--- EXERCISE REQUIREMENTS ---
Put the lines of the rows below into a numbered list, starting with the line containing "Please place a point on the tree in" and ending with the line containing "column 111, row 159", both included. Omit any blank lines.

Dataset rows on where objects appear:
=-=-=-=-=

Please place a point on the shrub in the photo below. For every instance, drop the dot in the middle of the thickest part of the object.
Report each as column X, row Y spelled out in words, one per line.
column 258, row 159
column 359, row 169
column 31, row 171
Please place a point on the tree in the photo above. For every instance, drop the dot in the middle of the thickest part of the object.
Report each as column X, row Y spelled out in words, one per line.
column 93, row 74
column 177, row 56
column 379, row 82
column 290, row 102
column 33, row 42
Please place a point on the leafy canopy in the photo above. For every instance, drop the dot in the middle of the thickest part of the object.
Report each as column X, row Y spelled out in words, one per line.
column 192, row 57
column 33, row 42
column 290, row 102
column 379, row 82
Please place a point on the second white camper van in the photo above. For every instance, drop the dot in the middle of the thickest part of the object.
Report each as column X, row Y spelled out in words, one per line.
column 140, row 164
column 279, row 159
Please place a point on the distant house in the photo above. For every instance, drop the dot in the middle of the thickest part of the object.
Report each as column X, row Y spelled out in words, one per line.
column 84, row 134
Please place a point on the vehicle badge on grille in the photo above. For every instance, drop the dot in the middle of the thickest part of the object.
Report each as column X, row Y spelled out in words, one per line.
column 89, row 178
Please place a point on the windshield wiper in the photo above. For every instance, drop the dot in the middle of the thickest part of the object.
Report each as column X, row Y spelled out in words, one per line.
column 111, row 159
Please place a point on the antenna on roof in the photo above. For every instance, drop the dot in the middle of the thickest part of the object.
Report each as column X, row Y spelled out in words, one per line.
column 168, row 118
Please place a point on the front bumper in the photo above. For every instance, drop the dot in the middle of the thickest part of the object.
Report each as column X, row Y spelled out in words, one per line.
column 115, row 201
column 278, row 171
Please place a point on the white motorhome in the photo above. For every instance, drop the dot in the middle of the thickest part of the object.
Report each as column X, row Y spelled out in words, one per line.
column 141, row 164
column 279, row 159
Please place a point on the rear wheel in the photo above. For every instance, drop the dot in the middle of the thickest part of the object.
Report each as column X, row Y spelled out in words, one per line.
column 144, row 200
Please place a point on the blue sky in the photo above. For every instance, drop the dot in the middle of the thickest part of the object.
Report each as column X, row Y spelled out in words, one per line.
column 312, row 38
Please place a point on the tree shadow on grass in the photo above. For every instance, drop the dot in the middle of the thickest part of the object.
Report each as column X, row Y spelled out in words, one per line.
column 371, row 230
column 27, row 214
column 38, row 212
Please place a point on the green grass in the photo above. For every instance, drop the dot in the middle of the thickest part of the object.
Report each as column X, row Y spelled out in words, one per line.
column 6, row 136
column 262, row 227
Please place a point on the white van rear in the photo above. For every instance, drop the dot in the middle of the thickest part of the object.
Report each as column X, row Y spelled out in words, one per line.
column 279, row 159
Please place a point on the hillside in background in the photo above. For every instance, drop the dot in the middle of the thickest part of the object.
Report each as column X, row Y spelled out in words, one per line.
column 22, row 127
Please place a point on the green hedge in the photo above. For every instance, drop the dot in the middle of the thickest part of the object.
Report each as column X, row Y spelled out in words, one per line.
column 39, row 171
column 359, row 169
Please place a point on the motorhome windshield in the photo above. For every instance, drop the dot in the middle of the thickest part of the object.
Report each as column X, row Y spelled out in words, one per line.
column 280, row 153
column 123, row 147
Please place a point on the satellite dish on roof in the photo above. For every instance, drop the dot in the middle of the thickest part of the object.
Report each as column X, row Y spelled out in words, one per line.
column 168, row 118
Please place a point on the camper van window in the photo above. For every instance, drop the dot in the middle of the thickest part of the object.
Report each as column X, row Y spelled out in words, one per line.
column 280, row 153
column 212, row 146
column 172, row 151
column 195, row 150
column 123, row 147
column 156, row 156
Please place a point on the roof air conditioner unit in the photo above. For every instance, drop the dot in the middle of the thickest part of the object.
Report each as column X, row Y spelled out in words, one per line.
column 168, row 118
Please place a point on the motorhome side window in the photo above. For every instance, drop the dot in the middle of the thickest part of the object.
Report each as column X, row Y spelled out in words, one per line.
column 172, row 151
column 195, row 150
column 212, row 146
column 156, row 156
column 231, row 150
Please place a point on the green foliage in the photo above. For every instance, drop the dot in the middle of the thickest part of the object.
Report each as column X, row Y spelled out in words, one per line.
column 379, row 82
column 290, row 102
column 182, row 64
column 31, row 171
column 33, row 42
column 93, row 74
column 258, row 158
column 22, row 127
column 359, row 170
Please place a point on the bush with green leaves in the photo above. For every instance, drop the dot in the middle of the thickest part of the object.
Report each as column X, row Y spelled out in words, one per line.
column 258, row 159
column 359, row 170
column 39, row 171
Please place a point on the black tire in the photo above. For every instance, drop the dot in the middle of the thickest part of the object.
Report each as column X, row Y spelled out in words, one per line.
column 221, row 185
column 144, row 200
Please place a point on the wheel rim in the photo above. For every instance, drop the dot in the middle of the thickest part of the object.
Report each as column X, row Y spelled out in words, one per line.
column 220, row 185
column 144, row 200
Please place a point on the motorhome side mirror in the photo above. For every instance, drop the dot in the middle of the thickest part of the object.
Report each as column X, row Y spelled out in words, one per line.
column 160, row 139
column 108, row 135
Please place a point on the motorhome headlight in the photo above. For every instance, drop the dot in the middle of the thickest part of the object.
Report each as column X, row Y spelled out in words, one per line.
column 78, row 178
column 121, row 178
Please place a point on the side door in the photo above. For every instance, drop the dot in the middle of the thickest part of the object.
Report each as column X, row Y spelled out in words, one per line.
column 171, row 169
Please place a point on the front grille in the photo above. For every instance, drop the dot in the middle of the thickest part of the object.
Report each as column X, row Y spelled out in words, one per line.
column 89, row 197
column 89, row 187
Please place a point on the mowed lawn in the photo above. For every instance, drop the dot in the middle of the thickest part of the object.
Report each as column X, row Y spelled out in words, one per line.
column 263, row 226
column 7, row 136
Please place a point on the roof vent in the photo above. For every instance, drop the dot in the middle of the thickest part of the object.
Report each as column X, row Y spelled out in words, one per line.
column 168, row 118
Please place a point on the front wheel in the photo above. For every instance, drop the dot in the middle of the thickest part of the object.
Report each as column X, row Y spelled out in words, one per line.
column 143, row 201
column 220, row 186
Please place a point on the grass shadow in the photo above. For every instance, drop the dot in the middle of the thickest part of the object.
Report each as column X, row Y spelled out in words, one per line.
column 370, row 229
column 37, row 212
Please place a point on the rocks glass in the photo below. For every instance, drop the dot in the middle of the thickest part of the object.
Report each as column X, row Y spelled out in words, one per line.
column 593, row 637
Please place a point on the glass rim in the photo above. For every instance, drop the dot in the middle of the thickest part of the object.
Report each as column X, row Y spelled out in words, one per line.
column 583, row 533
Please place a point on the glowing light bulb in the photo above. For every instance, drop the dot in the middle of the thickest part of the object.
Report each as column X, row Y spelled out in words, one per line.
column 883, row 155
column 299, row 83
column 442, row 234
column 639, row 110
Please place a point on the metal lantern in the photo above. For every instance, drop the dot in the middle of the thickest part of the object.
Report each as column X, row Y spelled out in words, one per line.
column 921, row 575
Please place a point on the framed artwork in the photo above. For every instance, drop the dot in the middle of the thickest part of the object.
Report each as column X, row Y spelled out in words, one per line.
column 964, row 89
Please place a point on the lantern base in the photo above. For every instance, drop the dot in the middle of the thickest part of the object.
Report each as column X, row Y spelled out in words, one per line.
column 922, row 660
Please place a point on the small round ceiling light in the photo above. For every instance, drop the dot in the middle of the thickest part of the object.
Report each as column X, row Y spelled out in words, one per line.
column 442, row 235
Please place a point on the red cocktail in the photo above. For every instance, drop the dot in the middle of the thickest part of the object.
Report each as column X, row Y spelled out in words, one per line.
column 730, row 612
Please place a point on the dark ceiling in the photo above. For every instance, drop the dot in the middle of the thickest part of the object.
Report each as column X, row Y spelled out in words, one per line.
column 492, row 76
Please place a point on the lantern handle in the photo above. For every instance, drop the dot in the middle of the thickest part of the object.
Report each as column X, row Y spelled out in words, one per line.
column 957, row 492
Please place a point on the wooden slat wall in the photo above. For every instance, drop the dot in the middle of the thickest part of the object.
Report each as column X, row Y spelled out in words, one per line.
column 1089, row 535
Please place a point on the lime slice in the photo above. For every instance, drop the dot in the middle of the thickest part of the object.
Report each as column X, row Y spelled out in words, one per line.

=-=-=-=-=

--- FINISHED ANSWER ---
1. Please place a point on the tree in the photo above. For every instance, drop the dot in the middle of the thickest part of the object.
2. Report each as column X, row Y spelled out in words, one per line.
3. column 93, row 74
4. column 177, row 56
5. column 379, row 82
6. column 290, row 102
7. column 33, row 42
8. Please place a point on the leafy canopy in the photo above. For every instance, drop the dot in the middle of the thickest part of the object.
9. Report each as column X, row Y spelled out in words, one per line.
10. column 192, row 57
11. column 33, row 42
12. column 290, row 102
13. column 379, row 82
14. Please place a point on the second white camper van in the photo above. For every instance, drop the dot in the middle of the thickest part of the object.
15. Report each as column X, row Y spelled out in words, one per line.
16. column 140, row 164
17. column 279, row 159
18. Please place a point on the distant house in the photo above. For every instance, drop the dot in the middle of the thickest part of the object.
19. Report each as column X, row Y spelled out in words, one per line.
20. column 84, row 134
21. Please place a point on the vehicle badge on grille in the photo above. For every instance, drop the dot in the middle of the thickest part of the object.
22. Report each as column X, row Y spelled out in words, one per line.
23. column 89, row 178
24. Please place a point on the windshield wiper in the photo above. For every instance, drop the dot in the middle of the thickest part of the object.
25. Report each as column X, row Y spelled out in words, one per line.
26. column 111, row 159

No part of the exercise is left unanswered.